Texte source
Demandes antérieures
[12] Les demandes des parties suivent deux premières demandes similaires qui ont menés, après négociation entre elles, à une décision du tribunal le 15 mai 2013 dont il est utile de reprendre le texte :
[2] Le locateur demande de plus la résiliation du bail au motif que le locataire paie fréquemment son loyer en retard.
[3] À l'audience, les parties admettent être liées par un bail du 1er juillet 2012 au 30 juin 2013 au loyer mensuel de 700 $, payable le premier jour de chaque mois.
[4] Le locateur reconnaît que le locataire a payé le loyer dû ainsi que les frais judiciaires avant l'audience et qu'aucune somme ne lui est due à ce titre.
[5] Pour sa part, le locataire admet avoir, par le passé, accusé des retards dans le paiement de son loyer.
[6] Considérant le paiement, le locataire n'est pas en retard de plus de trois semaines pour le paiement du loyer, la résiliation du bail n'est donc pas justifiée par l'application de l'article 1971 C.c.Q.

Consigne 1
Relevez toutes les dates précises qui figurent dans le texte source.

Lignes d'entrée
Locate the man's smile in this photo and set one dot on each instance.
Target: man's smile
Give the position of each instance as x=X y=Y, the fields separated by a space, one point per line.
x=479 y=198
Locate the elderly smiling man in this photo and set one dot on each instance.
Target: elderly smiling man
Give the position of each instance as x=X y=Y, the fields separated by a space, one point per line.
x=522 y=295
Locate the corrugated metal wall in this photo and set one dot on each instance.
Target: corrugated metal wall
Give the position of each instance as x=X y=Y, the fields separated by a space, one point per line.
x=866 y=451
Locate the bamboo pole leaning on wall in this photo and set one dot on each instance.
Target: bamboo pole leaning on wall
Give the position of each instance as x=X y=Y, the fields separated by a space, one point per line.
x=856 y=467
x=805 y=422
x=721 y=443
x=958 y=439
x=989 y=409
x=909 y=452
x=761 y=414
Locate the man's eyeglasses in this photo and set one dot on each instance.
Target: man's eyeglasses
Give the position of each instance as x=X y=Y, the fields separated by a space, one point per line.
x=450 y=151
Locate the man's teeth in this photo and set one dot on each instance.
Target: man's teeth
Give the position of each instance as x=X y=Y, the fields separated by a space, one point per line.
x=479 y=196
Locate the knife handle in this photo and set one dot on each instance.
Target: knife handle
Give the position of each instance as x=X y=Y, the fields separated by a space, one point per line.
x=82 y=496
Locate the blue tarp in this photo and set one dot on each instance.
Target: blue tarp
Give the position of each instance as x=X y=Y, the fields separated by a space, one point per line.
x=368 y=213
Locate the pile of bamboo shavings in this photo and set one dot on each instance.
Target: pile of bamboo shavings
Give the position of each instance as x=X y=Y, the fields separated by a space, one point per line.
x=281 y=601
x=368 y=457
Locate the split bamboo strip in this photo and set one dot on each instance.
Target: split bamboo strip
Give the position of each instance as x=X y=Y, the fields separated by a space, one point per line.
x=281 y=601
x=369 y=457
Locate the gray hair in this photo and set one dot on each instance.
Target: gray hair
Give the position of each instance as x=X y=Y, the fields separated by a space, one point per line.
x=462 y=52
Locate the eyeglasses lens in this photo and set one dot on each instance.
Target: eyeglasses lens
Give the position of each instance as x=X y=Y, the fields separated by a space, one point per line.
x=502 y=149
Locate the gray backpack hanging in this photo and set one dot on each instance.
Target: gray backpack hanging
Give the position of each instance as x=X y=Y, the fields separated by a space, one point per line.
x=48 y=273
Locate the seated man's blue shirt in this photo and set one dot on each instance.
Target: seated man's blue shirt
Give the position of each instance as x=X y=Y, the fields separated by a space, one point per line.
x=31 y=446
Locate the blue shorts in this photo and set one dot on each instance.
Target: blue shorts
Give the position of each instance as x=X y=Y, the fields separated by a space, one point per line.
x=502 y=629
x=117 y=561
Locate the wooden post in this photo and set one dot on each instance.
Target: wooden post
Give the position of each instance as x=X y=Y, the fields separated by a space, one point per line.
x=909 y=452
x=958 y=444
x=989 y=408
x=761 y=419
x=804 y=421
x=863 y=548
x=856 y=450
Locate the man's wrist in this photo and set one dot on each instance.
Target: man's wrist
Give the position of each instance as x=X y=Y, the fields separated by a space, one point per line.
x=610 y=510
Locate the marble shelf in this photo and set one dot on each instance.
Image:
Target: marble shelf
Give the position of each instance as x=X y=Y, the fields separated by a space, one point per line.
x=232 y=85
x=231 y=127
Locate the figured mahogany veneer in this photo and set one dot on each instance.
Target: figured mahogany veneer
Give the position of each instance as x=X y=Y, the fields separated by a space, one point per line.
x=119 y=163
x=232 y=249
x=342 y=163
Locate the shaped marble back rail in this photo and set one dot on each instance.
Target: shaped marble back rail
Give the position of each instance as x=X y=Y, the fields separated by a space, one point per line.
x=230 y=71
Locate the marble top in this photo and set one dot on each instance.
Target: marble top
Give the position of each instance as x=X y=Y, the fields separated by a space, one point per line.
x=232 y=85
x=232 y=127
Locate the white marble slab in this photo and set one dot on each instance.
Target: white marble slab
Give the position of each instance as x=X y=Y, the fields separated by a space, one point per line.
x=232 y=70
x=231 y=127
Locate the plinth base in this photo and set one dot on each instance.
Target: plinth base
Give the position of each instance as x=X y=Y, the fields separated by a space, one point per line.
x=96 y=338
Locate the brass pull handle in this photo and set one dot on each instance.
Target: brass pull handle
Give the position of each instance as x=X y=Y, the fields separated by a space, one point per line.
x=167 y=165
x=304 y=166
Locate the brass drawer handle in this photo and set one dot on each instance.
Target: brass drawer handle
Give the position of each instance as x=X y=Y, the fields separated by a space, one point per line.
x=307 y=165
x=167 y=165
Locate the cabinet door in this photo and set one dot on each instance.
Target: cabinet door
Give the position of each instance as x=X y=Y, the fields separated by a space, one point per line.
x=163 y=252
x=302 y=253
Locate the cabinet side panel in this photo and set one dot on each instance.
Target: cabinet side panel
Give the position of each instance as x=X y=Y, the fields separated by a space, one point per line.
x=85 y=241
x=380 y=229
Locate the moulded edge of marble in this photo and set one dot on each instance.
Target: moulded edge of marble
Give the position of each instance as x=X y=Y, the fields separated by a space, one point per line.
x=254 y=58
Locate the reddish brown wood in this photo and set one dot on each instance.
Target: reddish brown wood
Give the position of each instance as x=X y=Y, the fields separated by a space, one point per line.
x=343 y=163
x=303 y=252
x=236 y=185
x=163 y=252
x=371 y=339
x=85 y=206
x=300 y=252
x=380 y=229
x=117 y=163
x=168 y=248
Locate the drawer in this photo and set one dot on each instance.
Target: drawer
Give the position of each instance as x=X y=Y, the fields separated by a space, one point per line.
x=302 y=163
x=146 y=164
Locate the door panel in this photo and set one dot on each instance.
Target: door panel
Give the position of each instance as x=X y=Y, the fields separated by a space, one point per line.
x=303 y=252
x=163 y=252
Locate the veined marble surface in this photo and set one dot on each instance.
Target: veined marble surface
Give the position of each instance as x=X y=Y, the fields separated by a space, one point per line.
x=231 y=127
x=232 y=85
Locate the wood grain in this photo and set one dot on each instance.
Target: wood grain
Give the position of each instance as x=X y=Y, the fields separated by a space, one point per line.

Consigne 2
Recopiez à l'identique les lignes de la liste, depuis son début jusqu'à la ligne contenant « x=479 y=198 », ces deux bornes comprises.

Résultat 1
- 15 mai 2013
- 1er juillet 2012
- 30 juin 2013

Résultat 2
Locate the man's smile in this photo and set one dot on each instance.
Target: man's smile
Give the position of each instance as x=X y=Y, the fields separated by a space, one point per line.
x=479 y=198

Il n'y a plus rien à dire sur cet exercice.